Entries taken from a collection
§ §

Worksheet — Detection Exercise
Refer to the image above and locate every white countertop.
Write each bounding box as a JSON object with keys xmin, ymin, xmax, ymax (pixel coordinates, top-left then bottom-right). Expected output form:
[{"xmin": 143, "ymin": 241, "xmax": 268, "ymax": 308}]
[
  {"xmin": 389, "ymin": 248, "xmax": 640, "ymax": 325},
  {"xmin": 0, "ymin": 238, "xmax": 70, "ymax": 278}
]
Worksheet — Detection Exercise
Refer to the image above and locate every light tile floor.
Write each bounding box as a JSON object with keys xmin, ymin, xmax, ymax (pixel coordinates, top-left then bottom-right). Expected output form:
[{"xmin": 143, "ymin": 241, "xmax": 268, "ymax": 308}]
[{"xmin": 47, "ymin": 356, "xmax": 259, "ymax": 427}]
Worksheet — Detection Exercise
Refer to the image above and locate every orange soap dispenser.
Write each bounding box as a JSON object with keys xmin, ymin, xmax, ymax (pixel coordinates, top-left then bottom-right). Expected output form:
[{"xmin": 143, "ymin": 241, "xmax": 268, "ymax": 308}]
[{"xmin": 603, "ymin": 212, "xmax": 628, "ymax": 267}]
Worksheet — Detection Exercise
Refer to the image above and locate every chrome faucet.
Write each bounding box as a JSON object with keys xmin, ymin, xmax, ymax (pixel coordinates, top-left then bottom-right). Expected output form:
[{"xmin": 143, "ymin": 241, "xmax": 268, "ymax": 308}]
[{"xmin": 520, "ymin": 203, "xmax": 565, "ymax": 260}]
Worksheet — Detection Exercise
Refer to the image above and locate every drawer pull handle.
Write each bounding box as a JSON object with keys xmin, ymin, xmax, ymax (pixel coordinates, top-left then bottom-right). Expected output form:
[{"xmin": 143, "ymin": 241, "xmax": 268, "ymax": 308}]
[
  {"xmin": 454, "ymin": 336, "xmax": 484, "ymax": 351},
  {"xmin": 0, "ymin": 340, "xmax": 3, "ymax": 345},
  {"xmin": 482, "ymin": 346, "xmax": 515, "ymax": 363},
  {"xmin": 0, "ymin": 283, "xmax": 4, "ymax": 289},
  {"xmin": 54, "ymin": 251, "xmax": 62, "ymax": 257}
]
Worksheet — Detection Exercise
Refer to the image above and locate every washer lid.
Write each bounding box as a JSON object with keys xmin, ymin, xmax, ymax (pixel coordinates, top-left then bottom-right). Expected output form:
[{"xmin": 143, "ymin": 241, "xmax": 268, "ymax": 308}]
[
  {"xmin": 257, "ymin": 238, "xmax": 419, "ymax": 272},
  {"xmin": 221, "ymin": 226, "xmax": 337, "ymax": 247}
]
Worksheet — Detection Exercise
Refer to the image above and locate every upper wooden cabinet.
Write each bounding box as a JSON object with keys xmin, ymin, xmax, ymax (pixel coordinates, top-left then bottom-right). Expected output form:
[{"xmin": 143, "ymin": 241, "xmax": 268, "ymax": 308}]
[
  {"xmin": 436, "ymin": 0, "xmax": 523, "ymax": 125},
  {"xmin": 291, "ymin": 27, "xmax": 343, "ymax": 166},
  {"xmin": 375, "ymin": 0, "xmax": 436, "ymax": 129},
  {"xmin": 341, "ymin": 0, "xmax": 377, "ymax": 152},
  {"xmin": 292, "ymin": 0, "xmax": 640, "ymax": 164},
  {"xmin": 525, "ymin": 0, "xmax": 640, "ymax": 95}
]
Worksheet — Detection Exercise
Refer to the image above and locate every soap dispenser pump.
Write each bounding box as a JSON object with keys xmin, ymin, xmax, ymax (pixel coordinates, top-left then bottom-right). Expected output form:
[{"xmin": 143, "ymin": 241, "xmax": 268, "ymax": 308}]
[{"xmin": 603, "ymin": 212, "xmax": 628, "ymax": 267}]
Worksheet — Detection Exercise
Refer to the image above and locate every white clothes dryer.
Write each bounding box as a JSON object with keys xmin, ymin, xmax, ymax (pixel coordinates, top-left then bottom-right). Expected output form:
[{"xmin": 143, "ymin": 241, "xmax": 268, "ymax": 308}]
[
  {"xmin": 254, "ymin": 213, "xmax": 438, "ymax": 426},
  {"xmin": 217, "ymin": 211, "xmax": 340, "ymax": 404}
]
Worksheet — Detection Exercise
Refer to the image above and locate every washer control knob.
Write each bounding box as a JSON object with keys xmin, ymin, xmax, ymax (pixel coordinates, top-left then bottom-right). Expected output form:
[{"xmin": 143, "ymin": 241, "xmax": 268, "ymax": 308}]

§ §

• _Problem description_:
Which of the lines above carry the string "white"? Pick them out and copy them.

• _Answer to the exercise_:
Refer to the image above and locate every white countertop.
Refer to the image above and locate every white clothes dryer.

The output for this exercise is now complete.